A run of records:
====
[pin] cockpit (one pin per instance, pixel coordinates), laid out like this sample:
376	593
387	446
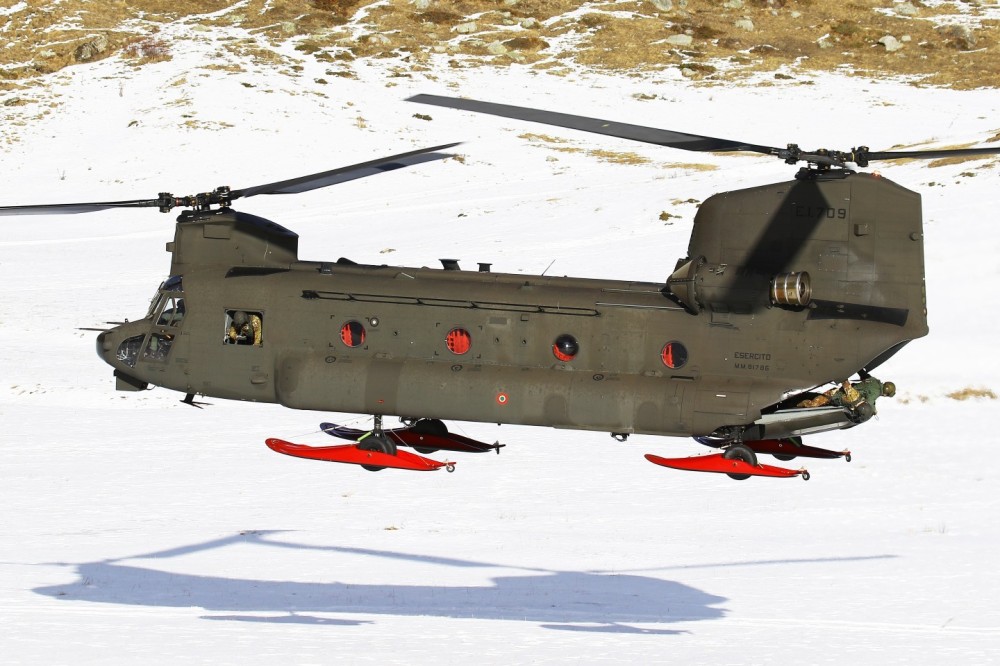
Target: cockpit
166	313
====
Pick out every line in the records that contains the string "cockpit", matching case exactly.

[pin] cockpit (one pin per instance, pixel coordinates), laid out like this sample:
Target: cockpit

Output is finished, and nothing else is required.